_Objective_: List every citation to another section, act, or code in the FCC cross-ownership rule below.

_Text extract_:
== == ==

FCC 76.501 Revised as of October 1, 2007
Goto Year:2006 |
2008
Sec. 76.501 Cross-ownership.
(a)–(c) [Reserved]
(d) No cable operator shall offer satellite master antenna television
service (“SMATV”), as that service is defined in Sec. 76.5(a)(2), separate and
apart from any franchised cable service in any portion of the franchise area
served by that cable operator's cable system, either directly or indirectly
through an affiliate owned, operated, controlled, or under common control
with the cable operator.
(e)(1) A cable operator may directly or indirectly, through an affiliate
owned, operated, controlled by, or under common control with the cable
operator, offer SMATV service within its franchise area if the cable
operator's SMATV system was owned, operated, controlled by or under common
control with the cable operator as of October 5, 1992.
(2) A cable operator may directly or indirectly, through an affiliate owned,
operated, controlled by, or under common control with the cable operator,
offer service within its franchise area through SMATV facilities, provided
such service is offered in accordance with the terms and conditions of a
cable franchise agreement.
(f) The restrictions in paragraphs (d) and (e) of this section shall not
apply to any cable operator in any franchise area in which a cable operator
is subject to effective competition as determined under section 623(l) of
the Communications Act.
Note 1 to Sec. 76.501: Actual working control, in whatever manner exercised,
shall be deemed a cognizable interest.
Note 2 to Sec. 76.501: In applying the provisions of this section, ownership and
other interests in an entity or entities covered by this rule will be
attributed to their holders and deemed cognizable pursuant to the following
criteria:
(a) Except as otherwise provided herein, partnership and direct ownership
interests and any voting stock interest amounting to 5% or more of the
outstanding voting stock of a corporation will be cognizable;
(b) Investment companies, as defined in 15 U.S.C. 80a–3, insurance companies
and banks holding stock through their trust departments in trust accounts
will be considered to have a cognizable interest only if they hold 20% or
more of the outstanding voting stock of a corporation, or if any of the
officers or directors of the corporation are representatives of the
investment company, insurance company or bank concerned. Holdings by a bank
or insurance company will be aggregated if the bank or insurance company has
any right to determine how the stock will be voted. Holdings by investment
companies will be aggregated if under common management.

== == ==

_Dataset content_:
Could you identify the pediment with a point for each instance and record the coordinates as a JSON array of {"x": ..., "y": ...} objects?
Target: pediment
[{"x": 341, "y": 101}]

== == ==

_Task response_:
- Sec. 76.5(a)(2)
- Section 623(l) of the Communications Act
- 15 U.S.C. 80a–3